> _PROBLEMS AND TASKS_
A: Answer these questions from the forum post on EPG event ids:
(i) How many digits do the IceTV event ids have?
(ii) About how many events per channel are in the EPG?
(iii) When a collision occurs, what happens to the event already in the EPG with that EIT event id?
B: Carry the forum post on EPG event ids forward from its last sentence.

> _SELECTED EXCERPT_
As Daniel posted, he sent me some more EPG sample files that have this problem, and I've verified that the issue is with the mapping of the 11-digit (decimal) IceTV event ids to the 16-bit event ids used in the Beyonwiz EPG (and elsewhere on the Beyonwiz side, like in timers).
It boils down to the
Birthday Problem (and is similar to the
Birthday Attack).
With a 16-bit hash used to reduce the IceTV event ids to EIT event id size, and about 200 events/channel in the EPG (the problem only occurs when the same short event id is used for two different programs on the same channel), there's about a 25% probability that at least two different events will have the same hash, if the hashes are uniformly distributed. If that seems an unreasonably high probability, that's why the Birthday Problem is also called the Birthday Paradox.
When a collision occurs, the event already in the EPG with that EIT event id is removed, and the event that collided is added to the EPG. The EPG allows lookup of an event by its EIT event id, so multiple events with the same EIT event id can't co-exist in the EPG.

> _RECORDS PROVIDED_
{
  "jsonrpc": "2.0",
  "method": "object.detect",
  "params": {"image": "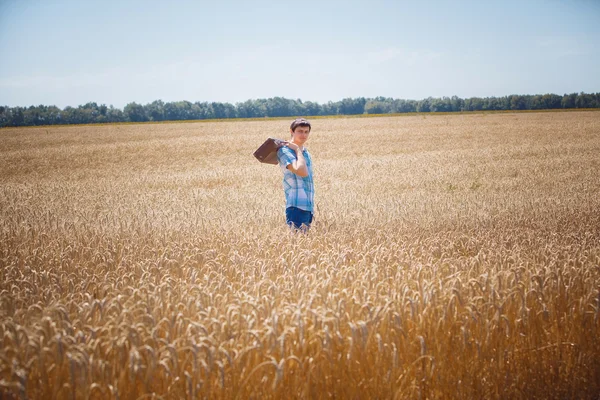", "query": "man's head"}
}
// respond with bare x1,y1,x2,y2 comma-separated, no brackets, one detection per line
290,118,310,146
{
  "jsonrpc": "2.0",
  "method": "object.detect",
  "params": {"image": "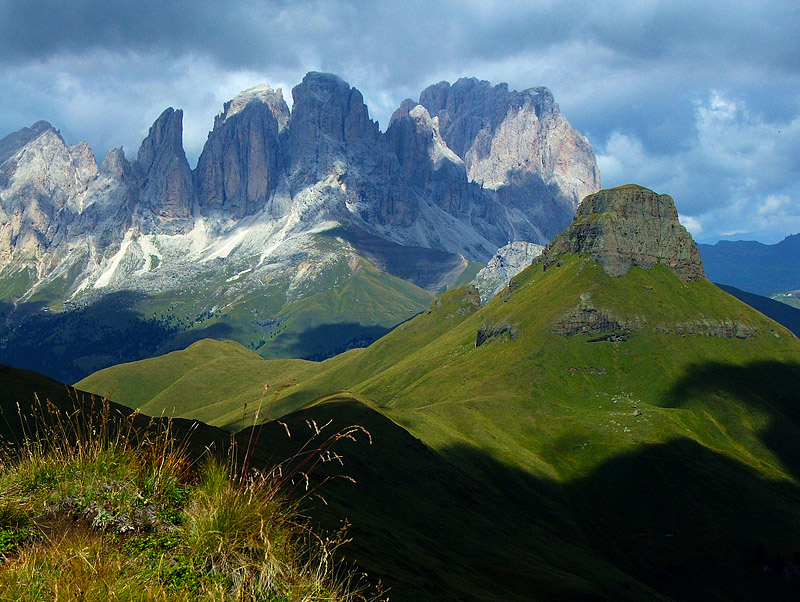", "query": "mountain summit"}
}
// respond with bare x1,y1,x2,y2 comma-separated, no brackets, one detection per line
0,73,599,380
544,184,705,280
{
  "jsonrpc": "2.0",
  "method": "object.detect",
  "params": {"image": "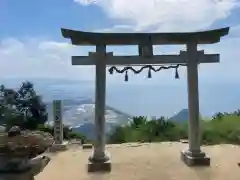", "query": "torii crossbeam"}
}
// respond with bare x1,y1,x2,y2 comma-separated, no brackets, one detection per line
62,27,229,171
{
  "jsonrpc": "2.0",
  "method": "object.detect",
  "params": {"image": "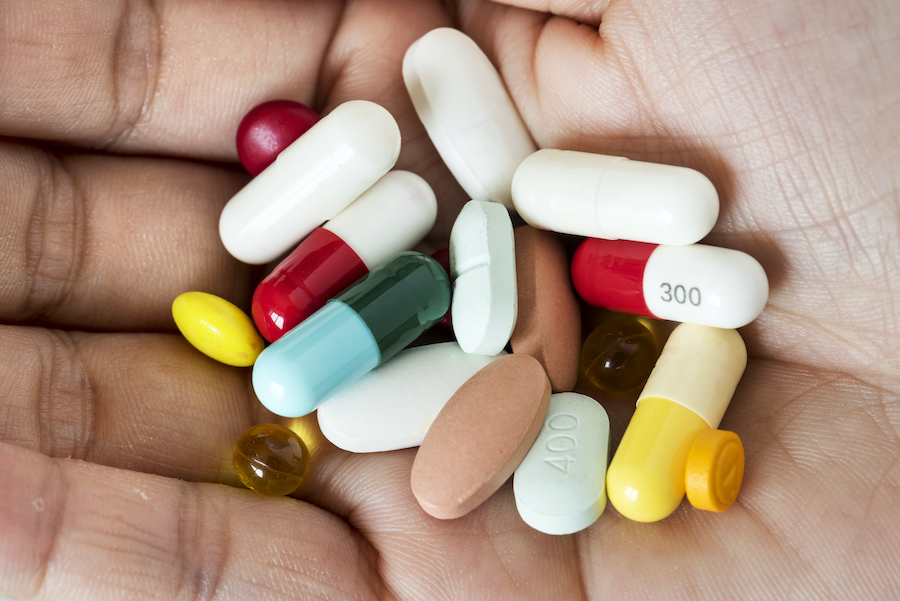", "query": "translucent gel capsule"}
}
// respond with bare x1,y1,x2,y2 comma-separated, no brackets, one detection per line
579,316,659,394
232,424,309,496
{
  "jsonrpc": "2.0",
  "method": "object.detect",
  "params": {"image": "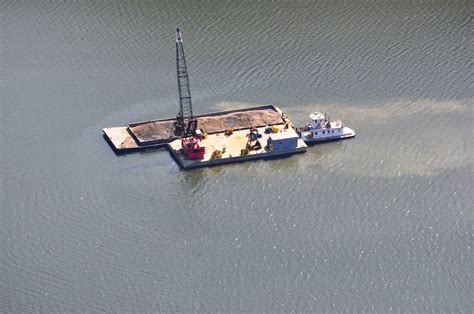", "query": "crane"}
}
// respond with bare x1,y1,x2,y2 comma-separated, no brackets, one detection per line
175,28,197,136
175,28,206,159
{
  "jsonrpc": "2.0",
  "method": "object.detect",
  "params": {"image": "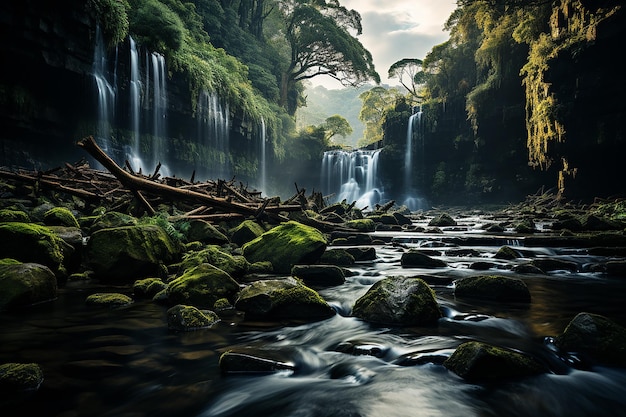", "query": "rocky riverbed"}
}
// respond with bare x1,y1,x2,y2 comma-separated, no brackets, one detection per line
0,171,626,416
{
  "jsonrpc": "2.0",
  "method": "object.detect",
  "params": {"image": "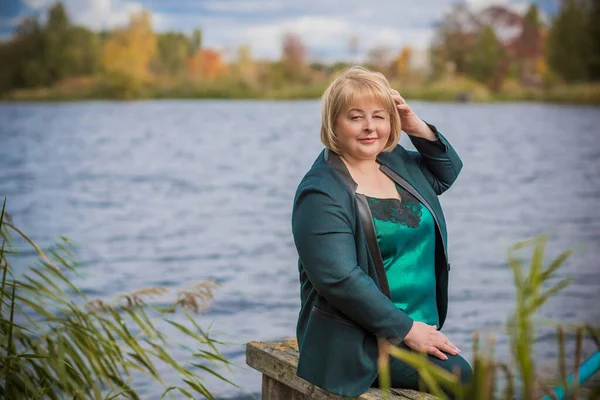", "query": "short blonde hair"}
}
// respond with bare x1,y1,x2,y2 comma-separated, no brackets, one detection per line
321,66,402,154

> _PER-TASK OUTPUTS_
A:
(i) They have 11 decimal digits.
(ii) There are about 200 events per channel.
(iii) It is removed, and the event that collided is added to the EPG.

B:
The IceTV event ids are not uniformly distributed, they tend to run in sequences, and the simple modulo hash used in the Beyonwiz IceTV plugin tends to preserve those sequences. That means that the collisions tend to cluster: if one collision occurs in a channel, there's a fairly high probability that a run of several collisions will occur, and that removes a block of entries from the EPG on the Beyonwiz side, even though all the data has been correctly sent and received. However, there seems to be about the same overall probability that collisions occur as in the uniform distribution case.
I have experimented with re-hashing the IceTV event id to remove runs (e.g. by using the IceTV event id's MD5 hash) before reducing it by the modulo hash. That stops blocks of missing entries in the EPG from happening, but it doesn't significantly change the total number of collisions and missing entries in the EPG. They're just scattered over more channels and are less obtrusive.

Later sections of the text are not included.